### Okuma metni:
----
Burada, son olarak, daha birkaç gün önce Ankara 3. Ağır Ceza Mahkemesinde devam eden DAİŞ davası duruşmasında -ki bir basın kurumu üç gün önce kendi gazetesinde yazdı- burada bazı telefon kayıtlarının dava dosyasında bulunduğunu ve bu kayıt görüşmelerinde DAİŞ'in Türkiye'ye tüm geçişlerini organize eden "Mustafa Demir" adlı çete mensubunun yüz yüze veya telefonla, çok sayıda "tape"si -Burak Üsteğmen, A.A., Abdullah Üsteğmen, A.B., M.U. ve ismini sayamayacağım birçok kısaltmayla, askerler tarafından yürütüldüğü- dava dosyasında kayıt altına alınmıştır. Yine, telefon görüşmelerinde, bir askerin -ki bu da aynı dava dosyasında- DAİŞ tarafından alıkonulan asker için aradığı DAİŞ çete mensubuna "Ama biz size böyle davranmıyorduk." "tape"sine rastlanmıştır. Yine, DAİŞ'in Türkiye sınır emiri olduğu iddia edilen "Mustafa" isimli kişi "Burada 14 nokta tespit ettim. Araç girişiyle ilgili buraları kullanıyoruz..." Biz de soruyoruz: Bu noktalar nerelerdir? Bu dava dosyasındaki iddialar Hükûmetin ne kadar bilgisi dâhilindedir? Buna verebilecekleri cevaplar nelerdir?
----
### Sunulan veriler:
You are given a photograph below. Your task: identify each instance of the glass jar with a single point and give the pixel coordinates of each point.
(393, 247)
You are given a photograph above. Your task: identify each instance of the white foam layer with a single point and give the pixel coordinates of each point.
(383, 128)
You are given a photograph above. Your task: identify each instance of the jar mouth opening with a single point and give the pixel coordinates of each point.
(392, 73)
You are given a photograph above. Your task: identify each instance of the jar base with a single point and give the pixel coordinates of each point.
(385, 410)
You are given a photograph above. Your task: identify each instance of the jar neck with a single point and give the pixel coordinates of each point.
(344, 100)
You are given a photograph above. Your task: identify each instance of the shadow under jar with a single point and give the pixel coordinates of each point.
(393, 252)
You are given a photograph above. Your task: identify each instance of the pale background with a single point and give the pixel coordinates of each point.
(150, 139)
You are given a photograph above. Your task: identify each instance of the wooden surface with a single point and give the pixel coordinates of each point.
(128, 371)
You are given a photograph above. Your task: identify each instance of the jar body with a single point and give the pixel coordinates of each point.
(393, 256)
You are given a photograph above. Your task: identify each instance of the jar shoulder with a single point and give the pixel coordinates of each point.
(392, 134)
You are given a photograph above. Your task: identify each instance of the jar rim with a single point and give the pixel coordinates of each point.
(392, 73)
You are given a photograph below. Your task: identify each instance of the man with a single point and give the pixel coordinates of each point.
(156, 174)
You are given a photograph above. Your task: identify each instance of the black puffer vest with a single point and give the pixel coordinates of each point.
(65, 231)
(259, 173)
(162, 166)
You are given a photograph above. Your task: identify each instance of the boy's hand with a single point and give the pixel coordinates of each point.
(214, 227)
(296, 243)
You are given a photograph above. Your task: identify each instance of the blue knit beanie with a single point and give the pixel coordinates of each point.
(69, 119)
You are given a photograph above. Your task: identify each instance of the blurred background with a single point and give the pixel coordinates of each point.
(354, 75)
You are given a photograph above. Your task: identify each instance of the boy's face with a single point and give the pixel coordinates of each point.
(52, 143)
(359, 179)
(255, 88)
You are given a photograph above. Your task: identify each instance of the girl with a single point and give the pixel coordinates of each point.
----
### Yazılı talep 1:
DAİŞ davasıyla ilgili okuma metnine göre konuşmacının "Bu noktalar nerelerdir?" sorusunu hangi ifadeye dayanarak sorduğunu açıklayın.
### Yazılı talep 2:
DAİŞ davasıyla ilgili okuma metnini bittiği yerden sürdürün.

### Görev çıktısı 1:
Konuşmacı bu soruyu, DAİŞ'in Türkiye sınır emiri olduğu iddia edilen "Mustafa" isimli kişinin telefon görüşmelerindeki sözlerine dayanarak soruyor. Bu kişi görüşmelerde "Burada 14 nokta tespit ettim. Araç girişiyle ilgili buraları kullanıyoruz..." demiştir.

### Görev çıktısı 2:
Tüm bunlar olurken artık bu örgütün, insanlık düşmanı örgütün savunulacak hiçbir tarafı kalmayınca, Hükûmet, DAİŞ'le olan ilişkisinin olmadığını, sadece "Bizim için DAİŞ ile PYD aynıdır." kılıfının arkasına sığınmak suretiyle vermeye çalışmaktadır. Oysa şunu söyleyelim: Kendi kentinde, ilçesinde, yurdunda yaşayan Rojavalı Kürtler, hiçbir rejimin kendilerini koruyabilecek askeri, polisi, güvenlik gücü kalmamışken, kendilerini koruyabilecek müesses nizam bir ordu gücü yokken, sadece kendilerinin kentlerini ele geçirmeye çalışan, evlerini yıkmaya çalışan, kadınlarını köle pazarlarında satmak üzere alıkoymaya çalışan bu örgüte karşı sizce ne yapmalıydı? Ne zamandan beri kentini, evini, canını, namusunu barbar bir orduya karşı korumak üzere kendini savunmaya çalışanlar "terörist" olarak adlandırılmaktadır?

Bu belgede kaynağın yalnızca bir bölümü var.